▸ **GIVEN TASK A**
Rescale every one of the Collected data rows below, not the lingerie forum thread, by rewriting all their lines, requests included. Multiply each polygon coordinate in the answers by 2.3 and round to whole numbers, with halves going up. Leave the requests and their format samples unchanged, and omit the pictures.

▸ **SUPPLIED PASSAGE**
# Lingerie Question



## kellertx (Feb 17, 2012)

I have noticed alot of questions about what women wear to bed but Mine is specific to when sex is implied. I am curious what everyone is wearing to bed when they are planning for sex. For the past 5 years my wife has been wearing pajamas regardless of sex or not. And although they are from victoria's secret, they are still pants and a shirt and require alot of effort to remove once things start to get going. And cotton panties underneath dont do alot either.
I am not talking about trashy "porn influenced" stuff either. She has a few short silk nightgowns (short, above the knees) that she use to wear with silk panties that were easy to get under and remove allowing for sex with the gown still on (sometimes that was even sexier, feeling her through the fabric. 

Anyway am I being unrealistic about her wearing something sexy. Her take is what does it matter because it will just come off soon enough anyway.

So I am asking what do you "real women wear to bed for sex? Fredericks? Victoria's Secret?

Collected data
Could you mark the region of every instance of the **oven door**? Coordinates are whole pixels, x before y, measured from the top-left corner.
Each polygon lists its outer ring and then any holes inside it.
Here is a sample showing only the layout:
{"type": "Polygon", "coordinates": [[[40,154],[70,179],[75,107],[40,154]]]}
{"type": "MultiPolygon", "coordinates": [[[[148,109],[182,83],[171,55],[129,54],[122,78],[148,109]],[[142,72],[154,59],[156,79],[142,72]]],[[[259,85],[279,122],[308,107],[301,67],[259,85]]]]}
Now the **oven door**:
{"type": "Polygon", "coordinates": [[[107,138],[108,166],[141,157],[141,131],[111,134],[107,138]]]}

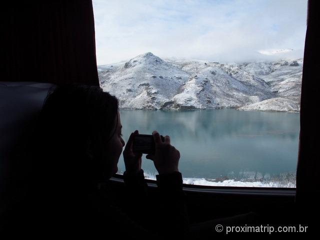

▸ **GIVEN TASK B**
Set down, word for word, the part of the lingerie thread above that opens with the words containing "## kellertx (Feb" and closes with "do alot either.".

▸ **PROBLEM SOLUTION A**
Could you mark the region of every instance of the **oven door**? Coordinates are whole pixels, x before y, measured from the top-left corner.
Each polygon lists its outer ring and then any holes inside it.
Here is a sample showing only the layout:
{"type": "Polygon", "coordinates": [[[40,154],[70,179],[75,107],[40,154]]]}
{"type": "MultiPolygon", "coordinates": [[[[148,109],[182,83],[171,55],[129,54],[122,78],[148,109]],[[142,72],[154,59],[156,79],[142,72]]],[[[259,85],[279,122],[308,107],[301,67],[259,85]]]]}
Now the **oven door**:
{"type": "Polygon", "coordinates": [[[246,317],[248,382],[324,361],[324,301],[255,308],[246,317]]]}

▸ **PROBLEM SOLUTION B**
## kellertx (Feb 17, 2012)

I have noticed alot of questions about what women wear to bed but Mine is specific to when sex is implied. I am curious what everyone is wearing to bed when they are planning for sex. For the past 5 years my wife has been wearing pajamas regardless of sex or not. And although they are from victoria's secret, they are still pants and a shirt and require alot of effort to remove once things start to get going. And cotton panties underneath dont do alot either.